#### Instructions to follow
Gather every line in the rows below that contains the string "blade", and copy each one in full. Matching is case-sensitive.

________________________________________

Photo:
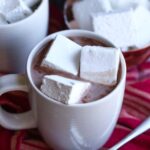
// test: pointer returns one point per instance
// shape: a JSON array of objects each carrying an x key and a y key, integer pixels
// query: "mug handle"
[{"x": 9, "y": 120}]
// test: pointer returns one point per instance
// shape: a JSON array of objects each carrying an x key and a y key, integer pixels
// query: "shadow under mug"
[
  {"x": 77, "y": 127},
  {"x": 18, "y": 39}
]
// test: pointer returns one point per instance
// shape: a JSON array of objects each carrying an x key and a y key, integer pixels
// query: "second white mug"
[{"x": 18, "y": 39}]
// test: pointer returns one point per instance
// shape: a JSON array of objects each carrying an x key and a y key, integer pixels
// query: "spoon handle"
[{"x": 137, "y": 131}]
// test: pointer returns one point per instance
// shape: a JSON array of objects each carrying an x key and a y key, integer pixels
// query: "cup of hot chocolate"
[
  {"x": 23, "y": 23},
  {"x": 63, "y": 121}
]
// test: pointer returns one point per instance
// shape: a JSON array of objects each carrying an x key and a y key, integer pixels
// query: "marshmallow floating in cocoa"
[
  {"x": 63, "y": 55},
  {"x": 64, "y": 90},
  {"x": 99, "y": 64}
]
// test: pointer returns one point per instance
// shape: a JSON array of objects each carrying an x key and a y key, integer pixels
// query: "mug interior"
[{"x": 73, "y": 33}]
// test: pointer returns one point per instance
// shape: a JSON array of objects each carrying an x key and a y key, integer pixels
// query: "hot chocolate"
[{"x": 96, "y": 92}]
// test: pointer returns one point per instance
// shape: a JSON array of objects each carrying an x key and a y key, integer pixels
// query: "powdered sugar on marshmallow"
[
  {"x": 64, "y": 90},
  {"x": 63, "y": 55},
  {"x": 99, "y": 64}
]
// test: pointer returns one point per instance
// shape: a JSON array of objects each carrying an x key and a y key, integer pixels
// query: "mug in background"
[
  {"x": 18, "y": 39},
  {"x": 76, "y": 127}
]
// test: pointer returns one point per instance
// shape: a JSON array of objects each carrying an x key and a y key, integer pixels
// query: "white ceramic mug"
[
  {"x": 18, "y": 39},
  {"x": 76, "y": 127}
]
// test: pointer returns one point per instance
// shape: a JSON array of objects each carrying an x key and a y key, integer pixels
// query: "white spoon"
[{"x": 144, "y": 126}]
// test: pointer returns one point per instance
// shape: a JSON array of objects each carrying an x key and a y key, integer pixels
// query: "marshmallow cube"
[
  {"x": 82, "y": 11},
  {"x": 63, "y": 55},
  {"x": 18, "y": 13},
  {"x": 31, "y": 3},
  {"x": 117, "y": 27},
  {"x": 99, "y": 64},
  {"x": 64, "y": 90}
]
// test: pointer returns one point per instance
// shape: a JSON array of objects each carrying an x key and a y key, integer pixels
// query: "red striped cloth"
[{"x": 136, "y": 107}]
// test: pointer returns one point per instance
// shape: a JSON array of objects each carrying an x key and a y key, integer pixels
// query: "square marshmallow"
[
  {"x": 15, "y": 10},
  {"x": 63, "y": 55},
  {"x": 117, "y": 27},
  {"x": 82, "y": 11},
  {"x": 64, "y": 90},
  {"x": 99, "y": 64}
]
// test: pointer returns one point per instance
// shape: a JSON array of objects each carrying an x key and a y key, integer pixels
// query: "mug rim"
[
  {"x": 25, "y": 19},
  {"x": 72, "y": 32}
]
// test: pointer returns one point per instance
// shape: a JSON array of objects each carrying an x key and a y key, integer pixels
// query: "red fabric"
[{"x": 136, "y": 108}]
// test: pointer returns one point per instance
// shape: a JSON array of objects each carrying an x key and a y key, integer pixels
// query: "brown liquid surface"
[{"x": 96, "y": 92}]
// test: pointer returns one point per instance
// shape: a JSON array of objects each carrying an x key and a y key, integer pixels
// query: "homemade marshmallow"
[
  {"x": 63, "y": 55},
  {"x": 125, "y": 28},
  {"x": 82, "y": 11},
  {"x": 20, "y": 12},
  {"x": 64, "y": 90},
  {"x": 99, "y": 64}
]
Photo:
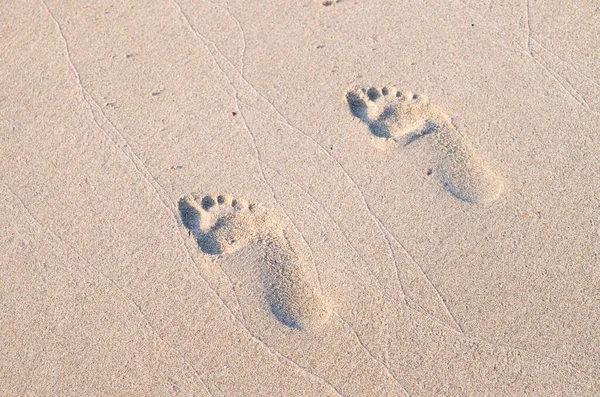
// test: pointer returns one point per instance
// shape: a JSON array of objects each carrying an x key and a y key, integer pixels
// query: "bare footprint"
[
  {"x": 222, "y": 225},
  {"x": 404, "y": 117}
]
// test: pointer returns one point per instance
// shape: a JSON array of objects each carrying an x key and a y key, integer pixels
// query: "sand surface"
[{"x": 243, "y": 198}]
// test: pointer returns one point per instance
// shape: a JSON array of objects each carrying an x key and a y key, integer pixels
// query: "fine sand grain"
[{"x": 390, "y": 244}]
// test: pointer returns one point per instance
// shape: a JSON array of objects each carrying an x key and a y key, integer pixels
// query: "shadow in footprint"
[
  {"x": 222, "y": 225},
  {"x": 404, "y": 117}
]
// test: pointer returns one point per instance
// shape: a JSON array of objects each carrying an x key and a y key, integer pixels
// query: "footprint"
[
  {"x": 402, "y": 116},
  {"x": 222, "y": 225}
]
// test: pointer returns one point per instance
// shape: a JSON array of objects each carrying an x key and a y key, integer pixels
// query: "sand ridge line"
[
  {"x": 223, "y": 225},
  {"x": 404, "y": 117}
]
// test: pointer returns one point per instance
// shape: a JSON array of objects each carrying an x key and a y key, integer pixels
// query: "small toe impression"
[
  {"x": 207, "y": 203},
  {"x": 373, "y": 94}
]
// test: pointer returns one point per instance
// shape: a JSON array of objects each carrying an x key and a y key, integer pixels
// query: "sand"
[{"x": 341, "y": 198}]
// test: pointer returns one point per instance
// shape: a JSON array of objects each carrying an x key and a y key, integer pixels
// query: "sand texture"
[{"x": 341, "y": 198}]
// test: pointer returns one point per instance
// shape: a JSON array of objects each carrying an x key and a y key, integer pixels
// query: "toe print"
[
  {"x": 390, "y": 113},
  {"x": 223, "y": 225},
  {"x": 404, "y": 116}
]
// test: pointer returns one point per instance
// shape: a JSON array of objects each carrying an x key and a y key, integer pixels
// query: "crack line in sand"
[
  {"x": 252, "y": 136},
  {"x": 360, "y": 342},
  {"x": 519, "y": 48},
  {"x": 126, "y": 296},
  {"x": 277, "y": 354},
  {"x": 284, "y": 120},
  {"x": 528, "y": 17}
]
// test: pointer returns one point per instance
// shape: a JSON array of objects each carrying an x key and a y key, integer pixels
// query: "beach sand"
[{"x": 340, "y": 198}]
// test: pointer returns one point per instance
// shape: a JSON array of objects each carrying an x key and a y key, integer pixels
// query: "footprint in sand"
[
  {"x": 222, "y": 225},
  {"x": 404, "y": 117}
]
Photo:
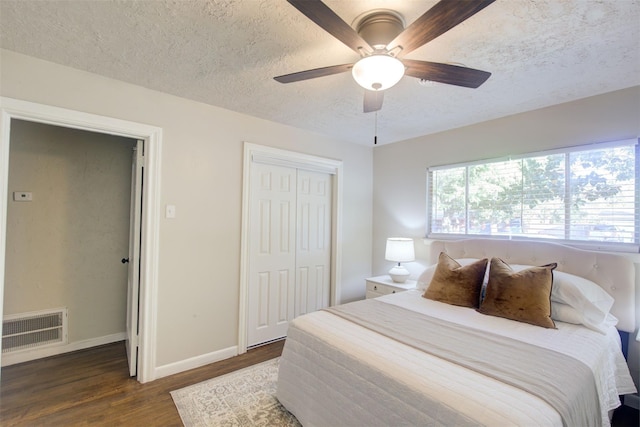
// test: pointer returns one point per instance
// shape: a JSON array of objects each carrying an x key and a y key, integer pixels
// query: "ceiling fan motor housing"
[{"x": 379, "y": 27}]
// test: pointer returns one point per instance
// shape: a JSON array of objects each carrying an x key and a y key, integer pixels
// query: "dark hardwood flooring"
[{"x": 93, "y": 387}]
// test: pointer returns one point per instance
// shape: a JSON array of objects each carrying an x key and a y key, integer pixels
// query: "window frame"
[{"x": 633, "y": 247}]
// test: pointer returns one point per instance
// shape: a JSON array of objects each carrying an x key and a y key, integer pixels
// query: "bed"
[{"x": 403, "y": 359}]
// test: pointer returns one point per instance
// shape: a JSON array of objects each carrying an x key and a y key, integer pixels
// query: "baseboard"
[
  {"x": 53, "y": 350},
  {"x": 195, "y": 362},
  {"x": 632, "y": 400}
]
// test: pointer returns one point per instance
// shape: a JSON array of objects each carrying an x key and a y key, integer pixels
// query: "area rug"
[{"x": 242, "y": 398}]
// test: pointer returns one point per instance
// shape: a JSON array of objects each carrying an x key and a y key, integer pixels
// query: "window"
[{"x": 588, "y": 193}]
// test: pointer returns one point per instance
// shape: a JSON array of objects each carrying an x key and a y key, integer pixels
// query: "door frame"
[
  {"x": 10, "y": 109},
  {"x": 279, "y": 157}
]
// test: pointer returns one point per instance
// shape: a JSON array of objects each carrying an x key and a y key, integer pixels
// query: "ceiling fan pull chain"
[{"x": 375, "y": 130}]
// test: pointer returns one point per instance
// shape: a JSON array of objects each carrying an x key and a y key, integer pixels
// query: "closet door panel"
[
  {"x": 272, "y": 252},
  {"x": 313, "y": 252}
]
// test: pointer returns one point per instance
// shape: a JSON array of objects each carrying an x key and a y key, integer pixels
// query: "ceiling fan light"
[{"x": 378, "y": 72}]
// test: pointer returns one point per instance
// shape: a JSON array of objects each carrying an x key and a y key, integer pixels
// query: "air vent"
[{"x": 36, "y": 329}]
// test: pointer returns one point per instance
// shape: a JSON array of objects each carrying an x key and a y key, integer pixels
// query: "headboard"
[{"x": 614, "y": 273}]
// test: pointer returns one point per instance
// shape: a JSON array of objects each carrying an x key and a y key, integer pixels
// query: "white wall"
[
  {"x": 201, "y": 175},
  {"x": 64, "y": 247},
  {"x": 399, "y": 198}
]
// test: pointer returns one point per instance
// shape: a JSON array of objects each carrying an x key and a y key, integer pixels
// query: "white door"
[
  {"x": 313, "y": 250},
  {"x": 272, "y": 252},
  {"x": 289, "y": 248},
  {"x": 133, "y": 286}
]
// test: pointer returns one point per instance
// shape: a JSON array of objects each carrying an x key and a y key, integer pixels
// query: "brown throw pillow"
[
  {"x": 524, "y": 296},
  {"x": 455, "y": 284}
]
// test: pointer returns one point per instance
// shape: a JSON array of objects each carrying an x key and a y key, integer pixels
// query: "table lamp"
[{"x": 399, "y": 249}]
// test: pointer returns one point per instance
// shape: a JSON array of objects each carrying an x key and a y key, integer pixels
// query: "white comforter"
[{"x": 334, "y": 372}]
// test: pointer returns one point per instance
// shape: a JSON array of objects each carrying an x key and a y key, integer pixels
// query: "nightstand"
[{"x": 383, "y": 285}]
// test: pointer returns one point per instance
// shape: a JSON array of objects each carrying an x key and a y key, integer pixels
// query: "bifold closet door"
[
  {"x": 313, "y": 235},
  {"x": 290, "y": 248},
  {"x": 272, "y": 252}
]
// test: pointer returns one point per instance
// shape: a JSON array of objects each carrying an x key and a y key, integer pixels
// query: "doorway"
[
  {"x": 12, "y": 109},
  {"x": 66, "y": 239}
]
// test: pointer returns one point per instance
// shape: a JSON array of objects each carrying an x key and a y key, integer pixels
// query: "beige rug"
[{"x": 242, "y": 398}]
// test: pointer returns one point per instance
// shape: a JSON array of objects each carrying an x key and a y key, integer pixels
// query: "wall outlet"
[{"x": 22, "y": 196}]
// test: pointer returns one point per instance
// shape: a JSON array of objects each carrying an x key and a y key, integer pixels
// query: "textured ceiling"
[{"x": 226, "y": 53}]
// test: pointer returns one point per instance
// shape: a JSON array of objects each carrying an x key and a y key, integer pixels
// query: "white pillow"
[
  {"x": 591, "y": 302},
  {"x": 585, "y": 296},
  {"x": 427, "y": 275},
  {"x": 568, "y": 314}
]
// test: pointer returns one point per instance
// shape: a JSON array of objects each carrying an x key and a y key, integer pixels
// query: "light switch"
[
  {"x": 170, "y": 211},
  {"x": 22, "y": 196}
]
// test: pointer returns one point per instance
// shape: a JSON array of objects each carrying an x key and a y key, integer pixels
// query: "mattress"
[{"x": 335, "y": 372}]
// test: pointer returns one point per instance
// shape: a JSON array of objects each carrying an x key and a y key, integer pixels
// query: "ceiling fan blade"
[
  {"x": 327, "y": 19},
  {"x": 445, "y": 15},
  {"x": 312, "y": 74},
  {"x": 445, "y": 73},
  {"x": 373, "y": 100}
]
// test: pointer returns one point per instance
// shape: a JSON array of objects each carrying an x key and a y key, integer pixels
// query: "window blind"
[{"x": 587, "y": 193}]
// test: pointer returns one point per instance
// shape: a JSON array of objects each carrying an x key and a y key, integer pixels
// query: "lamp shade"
[
  {"x": 399, "y": 249},
  {"x": 378, "y": 72}
]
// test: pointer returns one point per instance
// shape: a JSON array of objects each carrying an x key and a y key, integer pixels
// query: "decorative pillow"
[
  {"x": 427, "y": 275},
  {"x": 455, "y": 284},
  {"x": 566, "y": 313},
  {"x": 524, "y": 296},
  {"x": 588, "y": 298}
]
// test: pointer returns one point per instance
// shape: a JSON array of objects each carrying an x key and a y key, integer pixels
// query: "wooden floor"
[{"x": 93, "y": 387}]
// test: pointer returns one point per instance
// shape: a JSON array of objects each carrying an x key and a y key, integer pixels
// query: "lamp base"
[{"x": 399, "y": 274}]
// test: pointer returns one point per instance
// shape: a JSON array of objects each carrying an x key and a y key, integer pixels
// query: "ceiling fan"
[{"x": 382, "y": 41}]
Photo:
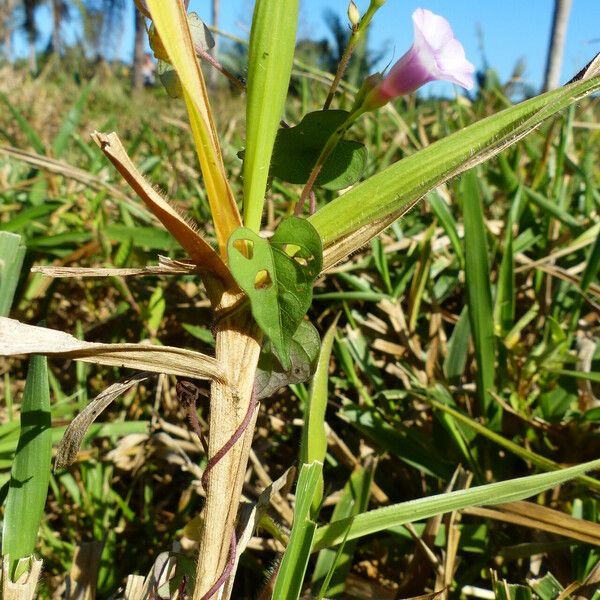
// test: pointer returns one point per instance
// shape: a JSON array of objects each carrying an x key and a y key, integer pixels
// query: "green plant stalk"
[{"x": 30, "y": 471}]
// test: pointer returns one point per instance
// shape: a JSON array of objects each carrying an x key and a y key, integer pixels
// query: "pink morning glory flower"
[{"x": 435, "y": 55}]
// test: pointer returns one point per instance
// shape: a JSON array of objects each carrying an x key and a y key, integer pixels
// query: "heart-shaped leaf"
[
  {"x": 277, "y": 277},
  {"x": 304, "y": 353},
  {"x": 297, "y": 150}
]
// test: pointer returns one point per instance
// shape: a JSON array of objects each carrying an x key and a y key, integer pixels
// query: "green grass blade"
[
  {"x": 30, "y": 471},
  {"x": 333, "y": 567},
  {"x": 270, "y": 59},
  {"x": 12, "y": 253},
  {"x": 442, "y": 212},
  {"x": 295, "y": 559},
  {"x": 415, "y": 510},
  {"x": 479, "y": 295},
  {"x": 360, "y": 214}
]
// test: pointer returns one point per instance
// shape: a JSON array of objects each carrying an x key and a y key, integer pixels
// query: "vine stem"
[{"x": 232, "y": 418}]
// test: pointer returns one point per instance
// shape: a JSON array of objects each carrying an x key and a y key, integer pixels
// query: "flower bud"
[{"x": 353, "y": 14}]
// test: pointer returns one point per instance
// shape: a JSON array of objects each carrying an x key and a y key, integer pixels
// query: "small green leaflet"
[
  {"x": 297, "y": 149},
  {"x": 201, "y": 38},
  {"x": 304, "y": 353},
  {"x": 278, "y": 277}
]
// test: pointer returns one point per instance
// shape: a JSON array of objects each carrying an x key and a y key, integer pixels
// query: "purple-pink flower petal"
[{"x": 435, "y": 55}]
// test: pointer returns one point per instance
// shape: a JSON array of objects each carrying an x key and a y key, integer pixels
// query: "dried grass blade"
[
  {"x": 530, "y": 515},
  {"x": 68, "y": 448}
]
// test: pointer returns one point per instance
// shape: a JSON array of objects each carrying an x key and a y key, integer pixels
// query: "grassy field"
[{"x": 409, "y": 362}]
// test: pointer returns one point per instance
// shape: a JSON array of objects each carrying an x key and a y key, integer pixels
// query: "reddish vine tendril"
[{"x": 188, "y": 394}]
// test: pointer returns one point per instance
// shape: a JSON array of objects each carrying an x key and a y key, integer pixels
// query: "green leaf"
[
  {"x": 277, "y": 277},
  {"x": 297, "y": 150},
  {"x": 458, "y": 348},
  {"x": 270, "y": 59},
  {"x": 511, "y": 591},
  {"x": 304, "y": 352},
  {"x": 201, "y": 38},
  {"x": 409, "y": 445},
  {"x": 295, "y": 559},
  {"x": 546, "y": 587},
  {"x": 332, "y": 567},
  {"x": 351, "y": 220},
  {"x": 30, "y": 471},
  {"x": 12, "y": 253},
  {"x": 479, "y": 294},
  {"x": 169, "y": 78},
  {"x": 415, "y": 510},
  {"x": 313, "y": 446}
]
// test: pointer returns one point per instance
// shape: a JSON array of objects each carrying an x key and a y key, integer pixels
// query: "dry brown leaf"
[
  {"x": 73, "y": 437},
  {"x": 17, "y": 338},
  {"x": 165, "y": 267}
]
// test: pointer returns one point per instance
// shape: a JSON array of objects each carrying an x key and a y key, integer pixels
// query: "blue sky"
[{"x": 511, "y": 29}]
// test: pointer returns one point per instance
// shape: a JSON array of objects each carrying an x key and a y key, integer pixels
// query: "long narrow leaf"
[
  {"x": 17, "y": 338},
  {"x": 270, "y": 59},
  {"x": 171, "y": 22},
  {"x": 12, "y": 253},
  {"x": 352, "y": 219},
  {"x": 295, "y": 560},
  {"x": 416, "y": 510},
  {"x": 30, "y": 471}
]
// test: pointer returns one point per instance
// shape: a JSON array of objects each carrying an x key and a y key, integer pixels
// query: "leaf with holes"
[
  {"x": 297, "y": 149},
  {"x": 304, "y": 353},
  {"x": 277, "y": 277}
]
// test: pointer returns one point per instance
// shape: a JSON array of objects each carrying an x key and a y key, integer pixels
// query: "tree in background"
[{"x": 556, "y": 49}]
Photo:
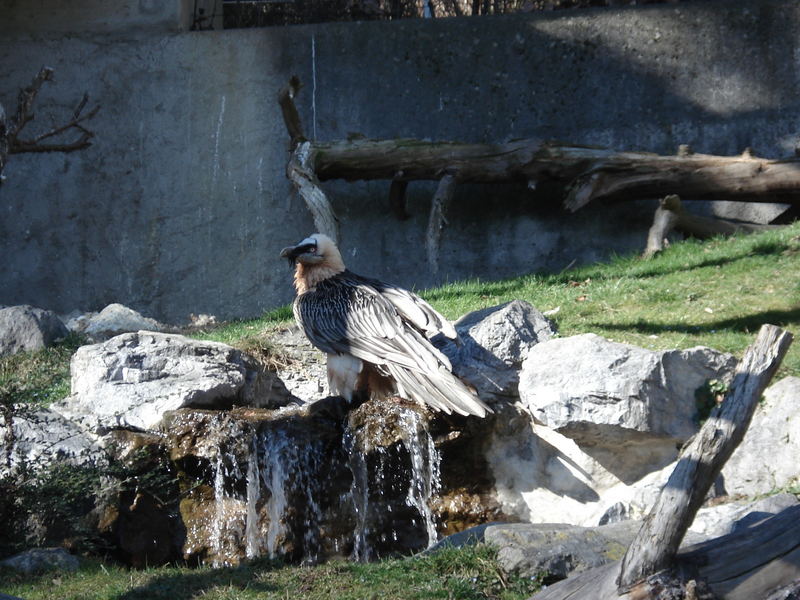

________________________________________

#### Answer to the exercise
// query: "ceiling fan blade"
// query: "green grass blade"
// query: "dried grass blade"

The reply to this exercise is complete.